=== Exercise description ===
Below are records; count the lines that contain "plaid" and state only that count.

=== Entries provided ===
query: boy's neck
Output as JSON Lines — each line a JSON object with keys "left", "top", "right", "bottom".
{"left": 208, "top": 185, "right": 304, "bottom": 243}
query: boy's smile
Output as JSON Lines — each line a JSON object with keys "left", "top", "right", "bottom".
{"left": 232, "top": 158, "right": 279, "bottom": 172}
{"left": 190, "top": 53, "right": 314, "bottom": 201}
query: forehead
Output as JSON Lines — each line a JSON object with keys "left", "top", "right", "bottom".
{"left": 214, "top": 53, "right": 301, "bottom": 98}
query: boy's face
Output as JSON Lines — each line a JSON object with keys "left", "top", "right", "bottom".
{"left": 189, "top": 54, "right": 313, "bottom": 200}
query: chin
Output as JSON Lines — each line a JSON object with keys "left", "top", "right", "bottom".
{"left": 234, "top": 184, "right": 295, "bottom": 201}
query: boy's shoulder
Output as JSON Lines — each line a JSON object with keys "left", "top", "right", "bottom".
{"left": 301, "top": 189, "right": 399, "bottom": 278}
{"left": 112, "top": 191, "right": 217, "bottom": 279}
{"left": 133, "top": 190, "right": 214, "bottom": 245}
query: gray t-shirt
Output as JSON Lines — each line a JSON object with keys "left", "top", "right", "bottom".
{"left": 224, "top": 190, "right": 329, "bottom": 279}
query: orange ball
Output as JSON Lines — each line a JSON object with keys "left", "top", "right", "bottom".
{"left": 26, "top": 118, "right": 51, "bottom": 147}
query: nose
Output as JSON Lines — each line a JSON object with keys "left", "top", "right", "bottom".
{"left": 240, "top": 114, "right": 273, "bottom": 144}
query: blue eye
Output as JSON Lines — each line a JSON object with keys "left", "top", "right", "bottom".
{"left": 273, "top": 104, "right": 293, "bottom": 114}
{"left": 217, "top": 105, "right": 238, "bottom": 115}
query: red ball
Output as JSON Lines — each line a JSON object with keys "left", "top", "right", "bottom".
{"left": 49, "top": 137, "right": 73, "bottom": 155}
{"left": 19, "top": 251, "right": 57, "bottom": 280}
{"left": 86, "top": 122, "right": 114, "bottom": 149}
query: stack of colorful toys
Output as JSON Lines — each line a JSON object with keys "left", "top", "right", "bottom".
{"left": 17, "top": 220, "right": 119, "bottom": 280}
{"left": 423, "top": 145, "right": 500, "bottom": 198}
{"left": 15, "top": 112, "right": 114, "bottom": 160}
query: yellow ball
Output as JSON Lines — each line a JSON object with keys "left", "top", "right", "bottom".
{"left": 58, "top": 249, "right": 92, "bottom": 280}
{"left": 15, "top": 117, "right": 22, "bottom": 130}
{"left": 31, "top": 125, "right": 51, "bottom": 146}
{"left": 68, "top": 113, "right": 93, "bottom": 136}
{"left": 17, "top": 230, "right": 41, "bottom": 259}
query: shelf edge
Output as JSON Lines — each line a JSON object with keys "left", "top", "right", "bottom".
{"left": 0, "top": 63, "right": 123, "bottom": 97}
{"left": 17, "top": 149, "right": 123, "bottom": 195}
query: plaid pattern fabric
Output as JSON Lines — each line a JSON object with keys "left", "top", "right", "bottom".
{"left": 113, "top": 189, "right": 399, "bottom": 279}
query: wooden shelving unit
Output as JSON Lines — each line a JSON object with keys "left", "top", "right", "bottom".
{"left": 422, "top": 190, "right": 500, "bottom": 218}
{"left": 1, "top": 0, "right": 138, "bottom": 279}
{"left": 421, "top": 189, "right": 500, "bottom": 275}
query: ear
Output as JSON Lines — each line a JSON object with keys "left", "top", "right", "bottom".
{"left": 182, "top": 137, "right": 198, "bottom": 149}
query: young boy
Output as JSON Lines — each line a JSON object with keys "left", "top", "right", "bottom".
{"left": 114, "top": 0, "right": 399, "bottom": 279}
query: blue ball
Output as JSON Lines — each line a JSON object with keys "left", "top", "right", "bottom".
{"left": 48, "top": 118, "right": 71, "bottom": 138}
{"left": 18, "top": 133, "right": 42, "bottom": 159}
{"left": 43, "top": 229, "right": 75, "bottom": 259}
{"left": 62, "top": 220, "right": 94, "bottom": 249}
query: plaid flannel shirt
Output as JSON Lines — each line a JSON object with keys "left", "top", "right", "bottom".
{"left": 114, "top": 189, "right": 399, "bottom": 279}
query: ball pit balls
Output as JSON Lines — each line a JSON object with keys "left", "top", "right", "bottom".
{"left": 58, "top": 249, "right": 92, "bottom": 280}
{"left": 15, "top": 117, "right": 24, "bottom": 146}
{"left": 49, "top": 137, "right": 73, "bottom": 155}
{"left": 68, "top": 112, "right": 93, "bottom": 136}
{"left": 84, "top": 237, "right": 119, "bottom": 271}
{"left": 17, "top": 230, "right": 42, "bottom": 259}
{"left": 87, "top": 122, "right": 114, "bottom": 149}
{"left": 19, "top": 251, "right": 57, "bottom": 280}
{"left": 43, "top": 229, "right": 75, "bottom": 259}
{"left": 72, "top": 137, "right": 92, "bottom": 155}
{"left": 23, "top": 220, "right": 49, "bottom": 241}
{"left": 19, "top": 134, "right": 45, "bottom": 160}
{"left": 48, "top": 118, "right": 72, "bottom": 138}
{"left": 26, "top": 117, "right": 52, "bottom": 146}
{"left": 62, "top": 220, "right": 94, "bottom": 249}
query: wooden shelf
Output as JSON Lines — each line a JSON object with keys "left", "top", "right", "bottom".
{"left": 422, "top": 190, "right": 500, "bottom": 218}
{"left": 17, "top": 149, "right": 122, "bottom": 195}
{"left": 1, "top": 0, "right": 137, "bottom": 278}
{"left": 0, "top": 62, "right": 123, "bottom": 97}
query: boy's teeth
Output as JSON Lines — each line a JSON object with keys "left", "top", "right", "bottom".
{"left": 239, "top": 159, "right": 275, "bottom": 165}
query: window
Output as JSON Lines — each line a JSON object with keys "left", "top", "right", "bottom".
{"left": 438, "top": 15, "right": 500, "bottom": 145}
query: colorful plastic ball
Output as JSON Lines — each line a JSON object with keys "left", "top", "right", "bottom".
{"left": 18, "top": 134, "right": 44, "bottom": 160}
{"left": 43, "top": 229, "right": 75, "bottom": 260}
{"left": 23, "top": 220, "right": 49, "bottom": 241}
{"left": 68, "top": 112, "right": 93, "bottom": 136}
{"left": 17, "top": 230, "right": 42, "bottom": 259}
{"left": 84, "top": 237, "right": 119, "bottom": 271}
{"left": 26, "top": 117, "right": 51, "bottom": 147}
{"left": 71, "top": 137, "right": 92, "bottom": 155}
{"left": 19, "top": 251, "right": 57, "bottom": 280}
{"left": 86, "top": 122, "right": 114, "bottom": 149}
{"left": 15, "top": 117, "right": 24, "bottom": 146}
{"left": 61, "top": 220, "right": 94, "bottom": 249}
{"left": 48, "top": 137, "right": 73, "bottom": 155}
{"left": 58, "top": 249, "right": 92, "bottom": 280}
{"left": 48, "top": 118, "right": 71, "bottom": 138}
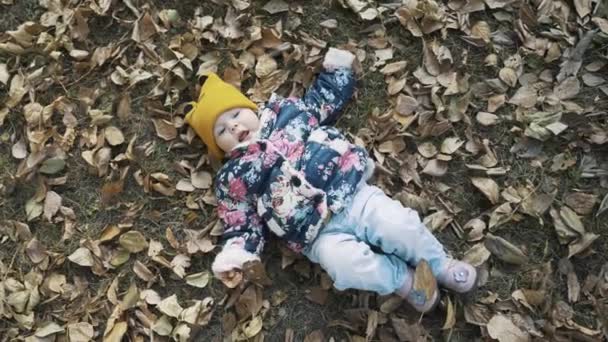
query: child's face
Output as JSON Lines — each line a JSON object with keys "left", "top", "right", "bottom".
{"left": 213, "top": 107, "right": 260, "bottom": 154}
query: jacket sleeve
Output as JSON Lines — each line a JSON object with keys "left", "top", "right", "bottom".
{"left": 211, "top": 177, "right": 266, "bottom": 276}
{"left": 302, "top": 67, "right": 356, "bottom": 125}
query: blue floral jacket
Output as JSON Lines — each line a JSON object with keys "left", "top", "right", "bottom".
{"left": 215, "top": 68, "right": 370, "bottom": 255}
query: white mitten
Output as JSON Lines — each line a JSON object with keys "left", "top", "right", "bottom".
{"left": 211, "top": 246, "right": 260, "bottom": 276}
{"left": 323, "top": 47, "right": 356, "bottom": 71}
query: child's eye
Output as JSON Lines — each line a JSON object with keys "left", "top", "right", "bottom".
{"left": 233, "top": 111, "right": 240, "bottom": 118}
{"left": 218, "top": 128, "right": 226, "bottom": 135}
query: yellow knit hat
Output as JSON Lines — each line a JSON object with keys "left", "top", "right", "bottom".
{"left": 184, "top": 73, "right": 257, "bottom": 160}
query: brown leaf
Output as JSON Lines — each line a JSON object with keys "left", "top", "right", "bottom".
{"left": 11, "top": 138, "right": 27, "bottom": 159}
{"left": 442, "top": 296, "right": 456, "bottom": 330}
{"left": 132, "top": 12, "right": 159, "bottom": 42}
{"left": 255, "top": 54, "right": 278, "bottom": 78}
{"left": 476, "top": 112, "right": 499, "bottom": 126}
{"left": 241, "top": 316, "right": 263, "bottom": 339}
{"left": 564, "top": 192, "right": 597, "bottom": 215}
{"left": 319, "top": 19, "right": 338, "bottom": 29}
{"left": 471, "top": 177, "right": 500, "bottom": 204}
{"left": 366, "top": 310, "right": 379, "bottom": 341}
{"left": 43, "top": 191, "right": 62, "bottom": 221}
{"left": 471, "top": 21, "right": 491, "bottom": 42}
{"left": 185, "top": 272, "right": 211, "bottom": 288}
{"left": 158, "top": 294, "right": 184, "bottom": 318}
{"left": 440, "top": 137, "right": 464, "bottom": 155}
{"left": 152, "top": 118, "right": 177, "bottom": 141}
{"left": 593, "top": 17, "right": 608, "bottom": 34}
{"left": 550, "top": 208, "right": 579, "bottom": 244}
{"left": 464, "top": 303, "right": 492, "bottom": 326}
{"left": 391, "top": 317, "right": 426, "bottom": 341}
{"left": 395, "top": 94, "right": 418, "bottom": 116}
{"left": 418, "top": 142, "right": 437, "bottom": 158}
{"left": 117, "top": 94, "right": 131, "bottom": 121}
{"left": 67, "top": 322, "right": 95, "bottom": 342}
{"left": 101, "top": 180, "right": 124, "bottom": 206}
{"left": 119, "top": 231, "right": 148, "bottom": 253}
{"left": 508, "top": 86, "right": 536, "bottom": 108}
{"left": 387, "top": 77, "right": 406, "bottom": 95}
{"left": 191, "top": 171, "right": 212, "bottom": 189}
{"left": 499, "top": 67, "right": 518, "bottom": 87}
{"left": 305, "top": 287, "right": 328, "bottom": 305}
{"left": 262, "top": 0, "right": 289, "bottom": 14}
{"left": 567, "top": 271, "right": 580, "bottom": 303}
{"left": 7, "top": 73, "right": 27, "bottom": 108}
{"left": 104, "top": 126, "right": 125, "bottom": 146}
{"left": 487, "top": 94, "right": 506, "bottom": 112}
{"left": 464, "top": 218, "right": 486, "bottom": 241}
{"left": 133, "top": 260, "right": 155, "bottom": 282}
{"left": 379, "top": 296, "right": 403, "bottom": 314}
{"left": 574, "top": 0, "right": 592, "bottom": 18}
{"left": 422, "top": 159, "right": 448, "bottom": 177}
{"left": 489, "top": 203, "right": 513, "bottom": 229}
{"left": 554, "top": 77, "right": 580, "bottom": 100}
{"left": 597, "top": 193, "right": 608, "bottom": 217}
{"left": 463, "top": 243, "right": 491, "bottom": 267}
{"left": 487, "top": 314, "right": 530, "bottom": 342}
{"left": 170, "top": 254, "right": 191, "bottom": 278}
{"left": 0, "top": 63, "right": 8, "bottom": 85}
{"left": 303, "top": 330, "right": 324, "bottom": 342}
{"left": 68, "top": 247, "right": 95, "bottom": 267}
{"left": 568, "top": 233, "right": 599, "bottom": 258}
{"left": 380, "top": 61, "right": 407, "bottom": 75}
{"left": 485, "top": 234, "right": 528, "bottom": 265}
{"left": 243, "top": 260, "right": 273, "bottom": 286}
{"left": 582, "top": 73, "right": 605, "bottom": 87}
{"left": 25, "top": 238, "right": 47, "bottom": 264}
{"left": 176, "top": 179, "right": 195, "bottom": 192}
{"left": 559, "top": 206, "right": 586, "bottom": 236}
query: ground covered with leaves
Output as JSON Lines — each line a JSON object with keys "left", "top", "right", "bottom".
{"left": 1, "top": 0, "right": 608, "bottom": 341}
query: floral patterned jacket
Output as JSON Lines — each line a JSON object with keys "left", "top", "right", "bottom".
{"left": 212, "top": 67, "right": 372, "bottom": 274}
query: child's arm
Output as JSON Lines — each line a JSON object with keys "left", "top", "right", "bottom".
{"left": 302, "top": 48, "right": 357, "bottom": 125}
{"left": 211, "top": 179, "right": 267, "bottom": 284}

=== Written solution ===
2